» **TASK DIRECTIONS**
Extract exactly the lines from the top of the records through the line containing "Body asks for one point per instance of the shirt", and keep pictures out of the copy.
INFORMATION SUPPLIED Start Marker
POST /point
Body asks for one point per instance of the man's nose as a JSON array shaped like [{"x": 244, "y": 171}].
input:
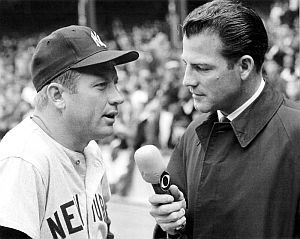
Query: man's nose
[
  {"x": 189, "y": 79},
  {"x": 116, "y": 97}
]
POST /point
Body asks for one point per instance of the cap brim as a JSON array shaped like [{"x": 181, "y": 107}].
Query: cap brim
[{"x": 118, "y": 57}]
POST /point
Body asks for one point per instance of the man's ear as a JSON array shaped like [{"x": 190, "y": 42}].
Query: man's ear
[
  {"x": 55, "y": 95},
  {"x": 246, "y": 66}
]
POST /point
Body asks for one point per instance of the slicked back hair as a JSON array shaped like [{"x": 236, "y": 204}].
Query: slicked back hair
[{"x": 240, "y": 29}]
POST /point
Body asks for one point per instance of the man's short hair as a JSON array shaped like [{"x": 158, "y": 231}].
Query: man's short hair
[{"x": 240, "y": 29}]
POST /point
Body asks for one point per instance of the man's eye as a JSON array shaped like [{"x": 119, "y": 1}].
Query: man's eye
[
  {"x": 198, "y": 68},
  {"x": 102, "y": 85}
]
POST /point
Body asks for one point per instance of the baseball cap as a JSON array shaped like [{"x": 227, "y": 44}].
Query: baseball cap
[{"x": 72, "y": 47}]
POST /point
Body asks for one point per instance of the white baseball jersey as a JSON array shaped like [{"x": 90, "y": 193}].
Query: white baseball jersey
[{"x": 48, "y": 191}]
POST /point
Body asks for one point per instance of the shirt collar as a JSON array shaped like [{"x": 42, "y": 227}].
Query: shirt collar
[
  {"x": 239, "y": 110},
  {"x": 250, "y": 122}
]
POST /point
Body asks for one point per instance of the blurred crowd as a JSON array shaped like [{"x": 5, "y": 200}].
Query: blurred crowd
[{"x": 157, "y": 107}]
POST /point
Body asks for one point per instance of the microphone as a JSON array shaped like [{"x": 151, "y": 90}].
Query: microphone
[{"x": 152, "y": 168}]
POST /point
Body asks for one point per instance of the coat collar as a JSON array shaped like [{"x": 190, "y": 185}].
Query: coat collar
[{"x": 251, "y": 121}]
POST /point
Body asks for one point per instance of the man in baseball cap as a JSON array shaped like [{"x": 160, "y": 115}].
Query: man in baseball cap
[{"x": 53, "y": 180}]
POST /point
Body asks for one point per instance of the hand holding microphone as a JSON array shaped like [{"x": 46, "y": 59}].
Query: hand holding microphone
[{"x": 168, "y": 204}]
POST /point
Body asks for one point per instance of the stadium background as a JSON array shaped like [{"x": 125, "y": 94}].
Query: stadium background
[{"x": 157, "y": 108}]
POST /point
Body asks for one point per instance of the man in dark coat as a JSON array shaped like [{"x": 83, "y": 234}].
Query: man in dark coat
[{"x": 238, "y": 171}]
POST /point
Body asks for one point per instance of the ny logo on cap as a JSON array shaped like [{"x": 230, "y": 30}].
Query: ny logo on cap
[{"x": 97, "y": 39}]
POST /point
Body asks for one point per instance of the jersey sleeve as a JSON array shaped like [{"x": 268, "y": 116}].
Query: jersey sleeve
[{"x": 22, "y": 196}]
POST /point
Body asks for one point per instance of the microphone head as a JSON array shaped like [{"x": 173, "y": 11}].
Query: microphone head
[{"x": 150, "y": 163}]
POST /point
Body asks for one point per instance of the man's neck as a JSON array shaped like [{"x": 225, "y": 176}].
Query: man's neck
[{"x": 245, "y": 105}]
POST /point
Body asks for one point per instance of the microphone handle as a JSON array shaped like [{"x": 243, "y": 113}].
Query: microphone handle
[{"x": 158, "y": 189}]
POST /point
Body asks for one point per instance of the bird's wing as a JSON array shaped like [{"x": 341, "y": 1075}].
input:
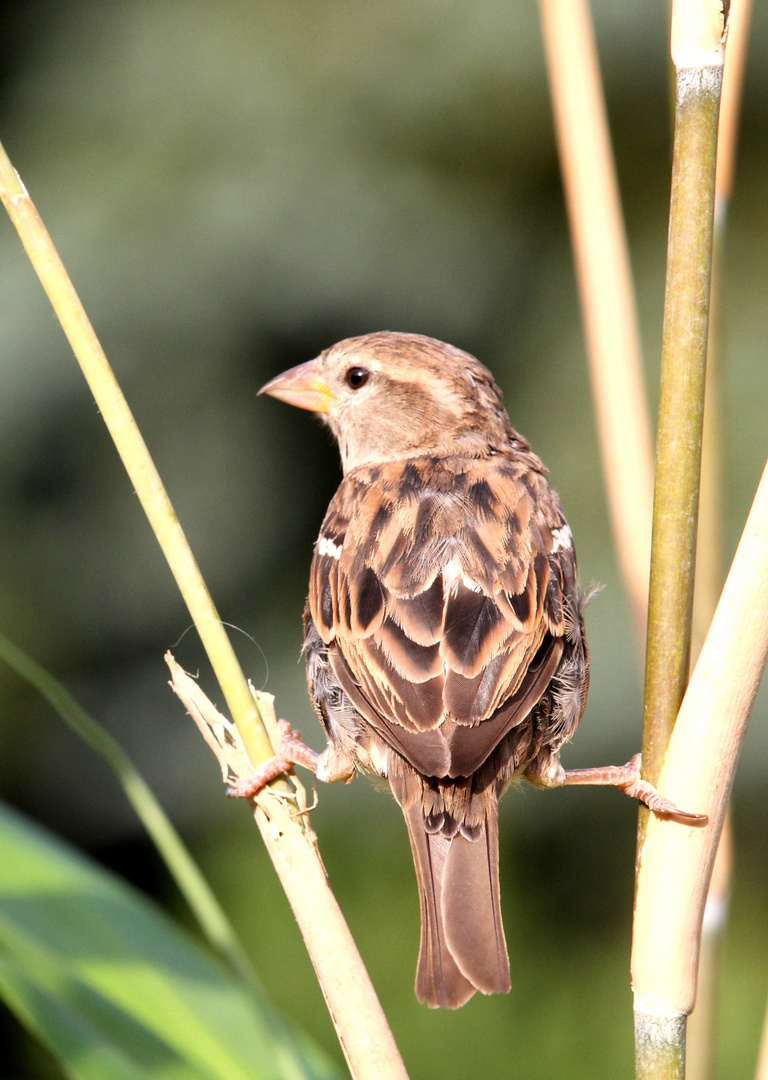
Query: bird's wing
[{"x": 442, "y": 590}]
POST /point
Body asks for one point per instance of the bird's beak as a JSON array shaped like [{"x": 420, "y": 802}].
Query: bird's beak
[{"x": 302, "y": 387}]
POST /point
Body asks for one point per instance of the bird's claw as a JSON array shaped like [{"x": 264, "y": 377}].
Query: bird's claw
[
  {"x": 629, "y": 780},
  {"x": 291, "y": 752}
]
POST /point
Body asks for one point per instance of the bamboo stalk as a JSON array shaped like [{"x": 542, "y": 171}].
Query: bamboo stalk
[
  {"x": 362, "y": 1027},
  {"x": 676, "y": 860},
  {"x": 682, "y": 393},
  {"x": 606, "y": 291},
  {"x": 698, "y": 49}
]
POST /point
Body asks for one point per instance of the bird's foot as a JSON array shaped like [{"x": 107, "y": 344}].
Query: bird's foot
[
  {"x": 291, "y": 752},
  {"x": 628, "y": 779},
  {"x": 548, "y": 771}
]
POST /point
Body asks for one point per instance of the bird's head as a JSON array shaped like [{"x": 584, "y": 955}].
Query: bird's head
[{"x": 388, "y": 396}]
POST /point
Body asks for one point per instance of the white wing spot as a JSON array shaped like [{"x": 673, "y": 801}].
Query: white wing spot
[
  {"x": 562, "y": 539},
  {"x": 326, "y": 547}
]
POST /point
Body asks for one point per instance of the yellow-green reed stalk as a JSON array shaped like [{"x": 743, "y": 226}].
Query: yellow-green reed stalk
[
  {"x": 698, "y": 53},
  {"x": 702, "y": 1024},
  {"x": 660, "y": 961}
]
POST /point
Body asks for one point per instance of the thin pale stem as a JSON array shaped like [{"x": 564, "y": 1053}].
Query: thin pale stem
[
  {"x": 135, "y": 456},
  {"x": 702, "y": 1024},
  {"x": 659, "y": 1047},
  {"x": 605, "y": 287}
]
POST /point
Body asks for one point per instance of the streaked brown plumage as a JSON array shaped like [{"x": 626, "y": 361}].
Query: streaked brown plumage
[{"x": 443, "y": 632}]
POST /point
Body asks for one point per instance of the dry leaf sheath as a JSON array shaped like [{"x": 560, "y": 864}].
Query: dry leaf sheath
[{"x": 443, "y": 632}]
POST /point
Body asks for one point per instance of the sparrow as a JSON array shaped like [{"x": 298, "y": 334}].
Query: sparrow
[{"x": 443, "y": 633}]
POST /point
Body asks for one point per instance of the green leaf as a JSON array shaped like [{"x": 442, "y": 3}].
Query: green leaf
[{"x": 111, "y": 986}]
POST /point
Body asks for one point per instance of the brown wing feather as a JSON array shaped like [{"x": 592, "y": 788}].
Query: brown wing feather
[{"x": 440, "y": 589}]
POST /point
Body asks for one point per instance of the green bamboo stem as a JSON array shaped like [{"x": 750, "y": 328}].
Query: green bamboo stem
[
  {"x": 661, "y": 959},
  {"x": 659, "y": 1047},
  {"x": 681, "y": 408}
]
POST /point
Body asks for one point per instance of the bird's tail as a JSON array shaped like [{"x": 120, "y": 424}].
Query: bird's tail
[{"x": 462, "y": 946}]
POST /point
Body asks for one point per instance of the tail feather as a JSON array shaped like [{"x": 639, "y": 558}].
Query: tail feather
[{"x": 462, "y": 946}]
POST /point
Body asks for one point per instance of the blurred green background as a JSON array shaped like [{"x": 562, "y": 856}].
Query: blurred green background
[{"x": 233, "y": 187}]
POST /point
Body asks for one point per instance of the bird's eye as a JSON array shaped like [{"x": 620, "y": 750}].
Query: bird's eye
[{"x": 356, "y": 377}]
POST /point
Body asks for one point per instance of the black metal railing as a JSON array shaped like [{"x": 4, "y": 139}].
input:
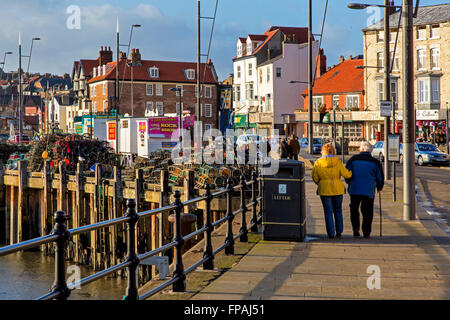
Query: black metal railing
INFORMATION SUPPLIED End Marker
» **RESULT**
POST /point
Body asks for one point per instance of the man's nose as a JSON array shaped like [{"x": 244, "y": 171}].
input:
Query: man's nose
[
  {"x": 189, "y": 79},
  {"x": 116, "y": 97}
]
POST /point
Body asks for one point per instance of the cap brim as a JSON array shaped like [{"x": 181, "y": 107}].
Query: cap brim
[{"x": 118, "y": 57}]
POST /point
Body asks for one point per instance of the man's ear as a JSON array shaped like [{"x": 190, "y": 42}].
Query: man's ear
[
  {"x": 55, "y": 95},
  {"x": 246, "y": 66}
]
POST /point
Body asks for one point per instance of the slicked back hair as a JSON array shaped like [{"x": 236, "y": 204}].
Query: slicked back hair
[{"x": 240, "y": 29}]
POST /point
Body asks for one point per instance of the man's short hair as a JSON array shaped like [{"x": 158, "y": 231}].
Query: man's short hair
[{"x": 240, "y": 29}]
POST /point
Body asks for one point per instance of the man's eye as a JSON array shaped like [{"x": 119, "y": 1}].
Query: man's eye
[
  {"x": 198, "y": 68},
  {"x": 102, "y": 85}
]
POST /point
Body asks for one point per instance of the baseball cap as a JSON array shaped like [{"x": 227, "y": 44}].
Query: baseball cap
[{"x": 72, "y": 47}]
POST /point
Body asks for one point per instance of the white baseball jersey as a JSON array shaped like [{"x": 90, "y": 193}].
Query: white baseball jersey
[{"x": 48, "y": 191}]
POST /point
Body asks for one point per instance of the shirt collar as a JSON array shaped like [{"x": 42, "y": 227}].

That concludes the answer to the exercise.